• _Texto fornecido_:
--

Nesta forma de organização estamental o Estado não assume o papel de regulador e mantenedor da ordem jurídica impessoal e universal que possibilita aos agentes econômicos a calculabilidade de suas ações e o livre desenvolvimento de seus potenciais, mas o contrário, pois intervém, planeja e dirige o mais que pode a economia, tendo em vista os interesses particulares dos grupos que o controlam. Este é composto pelas oligarquias regionais e estas, embora pelo mando acabem por competir entre si, se unem em prol de interesses comuns, no caso a manutenção desta forma espúria e anti-republicana de poder.
Enquanto forma degenerada da sociedade burguesa na sociedade estamental não existe o cumprimento das Leis por parte das elites políticas econômicas o que impede a existência regras estáveis no gerenciamento da economia, pois elas atendem ao subjetivismo de quem detém o poder político. Essa deformação do capitalismo adota do moderno capitalismo a técnica e a estrutura física do aparelho de produção, mas sem em conjunto adotar a ética e a moral burguesa fundamentadoras da racionalidade impessoal e legal-universal. Um arranjo tradicional ao perpetuar a lógica de poder aristocrática feudal, mas maleável em face à modernidade legal burguesa capitalista. Na sua forma estamental o capitalismo não nasce espontaneamente da sociedade, mas vicia-se no estímulo da tutela estatal.

--

• _Registros de um conjunto de dados_:
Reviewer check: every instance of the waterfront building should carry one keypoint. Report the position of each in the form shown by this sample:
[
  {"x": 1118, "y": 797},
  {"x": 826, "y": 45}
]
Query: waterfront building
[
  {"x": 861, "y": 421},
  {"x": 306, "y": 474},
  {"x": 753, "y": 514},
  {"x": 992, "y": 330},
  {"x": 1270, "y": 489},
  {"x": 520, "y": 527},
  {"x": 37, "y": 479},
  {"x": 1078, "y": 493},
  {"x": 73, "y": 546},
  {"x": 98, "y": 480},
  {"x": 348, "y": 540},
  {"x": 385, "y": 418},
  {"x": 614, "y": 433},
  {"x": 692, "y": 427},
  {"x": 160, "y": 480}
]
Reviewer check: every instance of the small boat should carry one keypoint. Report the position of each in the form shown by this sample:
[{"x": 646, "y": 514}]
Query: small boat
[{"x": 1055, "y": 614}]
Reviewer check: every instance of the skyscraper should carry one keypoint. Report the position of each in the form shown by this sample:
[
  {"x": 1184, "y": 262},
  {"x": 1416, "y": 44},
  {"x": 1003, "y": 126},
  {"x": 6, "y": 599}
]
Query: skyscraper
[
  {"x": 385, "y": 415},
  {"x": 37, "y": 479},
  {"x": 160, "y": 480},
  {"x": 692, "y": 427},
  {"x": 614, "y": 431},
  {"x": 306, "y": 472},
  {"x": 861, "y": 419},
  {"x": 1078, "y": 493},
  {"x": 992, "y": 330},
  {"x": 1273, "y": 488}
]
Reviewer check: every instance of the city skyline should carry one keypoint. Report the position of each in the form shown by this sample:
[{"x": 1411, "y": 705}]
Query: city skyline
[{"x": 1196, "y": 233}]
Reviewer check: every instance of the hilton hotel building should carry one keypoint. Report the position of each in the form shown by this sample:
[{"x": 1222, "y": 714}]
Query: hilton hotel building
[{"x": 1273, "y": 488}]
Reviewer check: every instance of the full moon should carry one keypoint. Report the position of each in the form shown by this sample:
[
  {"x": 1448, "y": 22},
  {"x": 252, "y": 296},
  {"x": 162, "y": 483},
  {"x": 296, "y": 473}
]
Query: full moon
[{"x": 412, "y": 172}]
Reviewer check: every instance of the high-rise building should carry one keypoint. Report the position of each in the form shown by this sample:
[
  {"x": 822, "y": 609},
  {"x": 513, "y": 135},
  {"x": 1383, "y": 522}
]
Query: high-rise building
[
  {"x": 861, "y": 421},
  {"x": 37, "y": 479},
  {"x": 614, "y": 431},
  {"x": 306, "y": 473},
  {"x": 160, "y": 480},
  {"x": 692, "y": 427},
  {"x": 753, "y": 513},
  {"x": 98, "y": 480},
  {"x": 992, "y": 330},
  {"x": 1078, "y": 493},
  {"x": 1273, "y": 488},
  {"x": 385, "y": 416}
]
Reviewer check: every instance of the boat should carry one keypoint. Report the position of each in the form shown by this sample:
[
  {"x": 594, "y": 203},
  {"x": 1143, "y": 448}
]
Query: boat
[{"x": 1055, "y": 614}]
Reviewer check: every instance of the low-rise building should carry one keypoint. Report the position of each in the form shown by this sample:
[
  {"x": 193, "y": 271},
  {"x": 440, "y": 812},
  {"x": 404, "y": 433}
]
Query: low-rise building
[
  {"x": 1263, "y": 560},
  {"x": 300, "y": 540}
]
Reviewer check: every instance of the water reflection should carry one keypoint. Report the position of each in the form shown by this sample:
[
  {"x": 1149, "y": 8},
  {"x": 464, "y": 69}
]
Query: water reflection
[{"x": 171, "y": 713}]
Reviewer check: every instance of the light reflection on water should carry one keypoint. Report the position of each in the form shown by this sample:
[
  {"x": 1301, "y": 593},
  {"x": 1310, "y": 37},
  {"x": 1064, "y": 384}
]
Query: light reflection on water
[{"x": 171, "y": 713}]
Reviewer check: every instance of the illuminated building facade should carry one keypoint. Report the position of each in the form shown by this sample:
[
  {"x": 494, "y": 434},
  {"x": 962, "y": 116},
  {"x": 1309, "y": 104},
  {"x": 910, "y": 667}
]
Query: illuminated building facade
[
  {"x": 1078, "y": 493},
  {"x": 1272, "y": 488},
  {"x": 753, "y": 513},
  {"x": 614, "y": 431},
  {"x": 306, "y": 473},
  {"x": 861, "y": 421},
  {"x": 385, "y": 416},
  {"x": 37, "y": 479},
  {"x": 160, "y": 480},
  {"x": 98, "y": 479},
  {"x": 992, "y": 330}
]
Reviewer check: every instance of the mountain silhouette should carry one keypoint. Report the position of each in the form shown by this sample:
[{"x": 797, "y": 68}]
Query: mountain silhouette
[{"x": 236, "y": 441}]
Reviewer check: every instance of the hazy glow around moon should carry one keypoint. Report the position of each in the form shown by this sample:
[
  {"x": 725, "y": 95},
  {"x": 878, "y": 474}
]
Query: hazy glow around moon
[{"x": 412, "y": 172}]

--

• _Detalhes da tarefa_:
Dê a continuação do texto sobre o capitalismo estamental, começando logo depois da última frase apresentada. Os itens não têm nenhuma função aqui.

• _Campo de resposta_:
Se tirarmos da falsa burguesia capitalista brasileira o poder interventor oligárquico patrimonialista na máquina do Estado, já que aqui a livre iniciativa é uma falácia, dela pouco sobrará, já que este é a sua principal forma de capitação de recursos pelo controle político econômico do mesmo.
Este poder estamental permeia todos os poderes assim fazendo que a tão propalada autonomia dos mesmos seja apenas um engodo, já que estes interiormente acabam pelas ingerências externa agindo de forma centralizada única, assim inexistindo a tão necessária fiscalização de um poder sobre o outro, pois na ação todos se confundem em uma mesma enorme colcha de retalhos.
Embora na estrutura estamental se tenha a forte origem histórica nos clãs aristocráticos, o que é fácil de checar ao ligarmos as linhas genealógicas dos membros que compõe os poderes, ela também está aberta a novas ampliações. A sua formatação não é estática ao ser, pelas necessidades do jogo de poder em busca da “governabilidade” e manutenção do sistema vigente, flexível a entrada pessoas de origem socialmente medianas ou até mesmo proletárias. Nisto reside à perpetuação da estrutura pela acomodação de interesses como forma central no impedimento do surgimento da ruptura. “Vão os anéis, mas ficam os dedos”!
As elites quando acreditam ser necessário ao verem a estrutura ameaçada, sem nenhum pudor, também usa do poder de coerção do Estado coadunado com atos terroristas para-estatais para calar ou até eliminar os seus opositores, vide o esmagamento da Inconfidência Mineira, da Revolução Pernambucana, da Revolução Farroupilha, como nas farsas que foram as Proclamações da Independência e da República ou mesmo na implementação do Golpe de 64. “A prata ou o estanho”!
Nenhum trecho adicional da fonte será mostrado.